**TEXTE FOURNI**:
Changement dans les habitudes de déplacement, évolution dans les modes de consommation, montée en puissance de la voiture électrique: les grandes banques, qui cherchent à se rendre moins dépendantes du crédit, ne ménagent pas leurs efforts pour répondre à ces nouvelles tendances sur un marché du leasing automobile en croissance.

La location de voiture a le vent en poupe auprès des ban- quiers. La preuve dernièrement avec le rachat pour près de 5 milliards d’euros de la société de leasing néerlandaise LeasePlan par Société Générale. La plus grosse acquisition de l’histoire du groupe bancaire français, laquelle doit conduire à la création d’un géant du leasing automobile avec plus de trois millions de véhicules en gestion. Preuve également de cette accélération des banquiers sur le segment d’activité: BNP Paribas, première banque européenne, dont la filiale Arval, implantée dans 30 pays, a pour ambition de franchir la barre des deux millions de véhicules loués dans le monde d’ici 2025, contre environ un million et demi actuellement. Un objectif qui doit se traduire sur le plan financier par une croissance tout aussi importante du bénéfice brut: de 645 millions à… un milliard d’euros!

Cibler les particuliers

Mais pourquoi, au juste, cette accélération? L’activité qui voit les banques jouer aux loueurs de voiture n’est pas vraiment nouvelle. Moins gourmande en capitaux propres que le métier classique du crédit, elle est depuis longtemps un élément essentiel de la diversification des grands groupes bancaires, au-delà de la fourniture de voitures de société à leurs propres employés. Mais la donne change. La pression sur les revenus due à la persistance de taux d’intérêt peu élevés, la concurrence des nouveaux acteurs issus de la tech et les nouveaux usages en matière de mobilité poussent les institutions financières à explorer de nouvelles frontières. Exemple chez BNP Paribas Fortis où sa filiale Arval Belgique a choisi de s’associer à AG Insurance pour lancer Go4Lease, une formule de leasing privé pour les particuliers, également accessible aux indépendants et PME. Particularité de cette offre distribuée par le réseau de 4.000 courtiers affiliés à AG? Le volet assurance est géré par le courtier tandis que, pour les autres aspects du contrat de leasing, tels que le choix du véhicule et des options, l’entretien et les réparations, le client s’adresse directement à Arval.

**DONNÉES EXTRAITES**:
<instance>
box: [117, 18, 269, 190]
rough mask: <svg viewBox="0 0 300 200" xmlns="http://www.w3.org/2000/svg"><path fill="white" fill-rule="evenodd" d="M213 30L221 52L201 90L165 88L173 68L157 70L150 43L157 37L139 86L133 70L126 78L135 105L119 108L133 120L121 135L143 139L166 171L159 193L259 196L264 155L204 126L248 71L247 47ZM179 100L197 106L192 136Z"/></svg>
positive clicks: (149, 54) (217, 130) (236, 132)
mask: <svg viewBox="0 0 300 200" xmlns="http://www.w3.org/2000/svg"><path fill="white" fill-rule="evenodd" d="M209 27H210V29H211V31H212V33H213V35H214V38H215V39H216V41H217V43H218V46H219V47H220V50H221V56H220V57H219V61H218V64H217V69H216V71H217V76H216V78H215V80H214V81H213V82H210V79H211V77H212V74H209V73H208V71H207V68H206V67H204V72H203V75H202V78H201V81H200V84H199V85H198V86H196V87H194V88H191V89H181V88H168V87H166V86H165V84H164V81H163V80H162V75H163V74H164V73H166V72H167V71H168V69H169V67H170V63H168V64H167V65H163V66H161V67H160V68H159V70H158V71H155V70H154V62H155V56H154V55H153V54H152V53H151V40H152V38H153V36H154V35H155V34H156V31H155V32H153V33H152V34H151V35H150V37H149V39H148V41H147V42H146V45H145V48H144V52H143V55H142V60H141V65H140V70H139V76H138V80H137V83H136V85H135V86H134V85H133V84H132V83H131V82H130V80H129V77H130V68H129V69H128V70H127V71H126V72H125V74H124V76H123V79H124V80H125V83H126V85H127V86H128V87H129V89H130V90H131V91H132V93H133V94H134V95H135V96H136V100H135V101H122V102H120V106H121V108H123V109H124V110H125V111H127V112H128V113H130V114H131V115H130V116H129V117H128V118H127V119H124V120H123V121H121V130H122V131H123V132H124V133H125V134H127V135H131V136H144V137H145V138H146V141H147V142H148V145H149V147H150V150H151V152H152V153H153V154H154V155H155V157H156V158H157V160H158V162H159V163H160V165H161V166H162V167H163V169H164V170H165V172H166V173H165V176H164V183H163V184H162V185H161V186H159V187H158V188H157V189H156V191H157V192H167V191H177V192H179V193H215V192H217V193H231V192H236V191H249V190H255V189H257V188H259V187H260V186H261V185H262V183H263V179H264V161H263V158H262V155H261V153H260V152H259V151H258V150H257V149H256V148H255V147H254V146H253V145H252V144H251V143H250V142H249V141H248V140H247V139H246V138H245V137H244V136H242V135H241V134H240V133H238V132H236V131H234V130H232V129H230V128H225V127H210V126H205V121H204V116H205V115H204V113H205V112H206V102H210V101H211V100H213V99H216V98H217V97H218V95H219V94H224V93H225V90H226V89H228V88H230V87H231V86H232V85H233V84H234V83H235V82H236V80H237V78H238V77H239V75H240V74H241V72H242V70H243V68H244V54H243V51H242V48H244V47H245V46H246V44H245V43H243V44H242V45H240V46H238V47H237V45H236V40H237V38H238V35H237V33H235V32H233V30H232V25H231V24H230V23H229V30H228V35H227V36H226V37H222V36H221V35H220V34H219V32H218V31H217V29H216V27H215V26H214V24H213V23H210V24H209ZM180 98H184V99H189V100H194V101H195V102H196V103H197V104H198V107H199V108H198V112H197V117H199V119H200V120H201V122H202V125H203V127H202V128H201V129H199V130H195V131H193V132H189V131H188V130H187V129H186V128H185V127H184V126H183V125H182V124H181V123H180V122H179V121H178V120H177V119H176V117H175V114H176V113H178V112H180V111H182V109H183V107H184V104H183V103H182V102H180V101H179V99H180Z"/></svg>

**QUESTIONS À TRAITER**:
**A.** Selon le texte sur le leasing automobile, pour quel montant environ Société Générale a-t-elle racheté LeasePlan ?
**B.** Recopiez tel quel le passage du texte sur le leasing automobile qui va de « La location de » à « un milliard d’euros! ».
**C.** Poursuivez le texte sur le leasing automobile des banques à partir de sa dernière phrase.

**RÉPONSES RÉDIGÉES**:
**A.** Pour près de 5 milliards d'euros.

**B.**
La location de voiture a le vent en poupe auprès des ban- quiers. La preuve dernièrement avec le rachat pour près de 5 milliards d’euros de la société de leasing néerlandaise LeasePlan par Société Générale. La plus grosse acquisition de l’histoire du groupe bancaire français, laquelle doit conduire à la création d’un géant du leasing automobile avec plus de trois millions de véhicules en gestion. Preuve également de cette accélération des banquiers sur le segment d’activité: BNP Paribas, première banque européenne, dont la filiale Arval, implantée dans 30 pays, a pour ambition de franchir la barre des deux millions de véhicules loués dans le monde d’ici 2025, contre environ un million et demi actuellement. Un objectif qui doit se traduire sur le plan financier par une croissance tout aussi importante du bénéfice brut: de 645 millions à… un milliard d’euros!

**C.**
“Fin 2020, nous avons lancé Arval Beyond, une nouvelle stratégie qui vise, entre autres, à proposer des formes de mobilité alternatives et à toucher un public plus large grâce à des partenariats avec d’autres entreprises, explique Laurent Loncke, CEO d’Arval Belgique, leader sur le marché chez nous. Le lancement de Go4Lease cadre avec cette stratégie de diversification de nos canaux de distribution et nos segments de clientèle. Quand le client parle assurance auto avec son courtier, il parle forcément voiture. Or dans un marché incertain lié à l’avènement de l’électrique, à l’introduction progressive de normes plus strictes pour les moteurs thermiques dans les villes, à une fiscalité complexe et changeante, beaucoup de personnes ressentent le besoin d’être guidées. Elles se posent beaucoup de questions et ne veulent pas nécessairement posséder une voiture, ce qui rend le leasing privé attractif.”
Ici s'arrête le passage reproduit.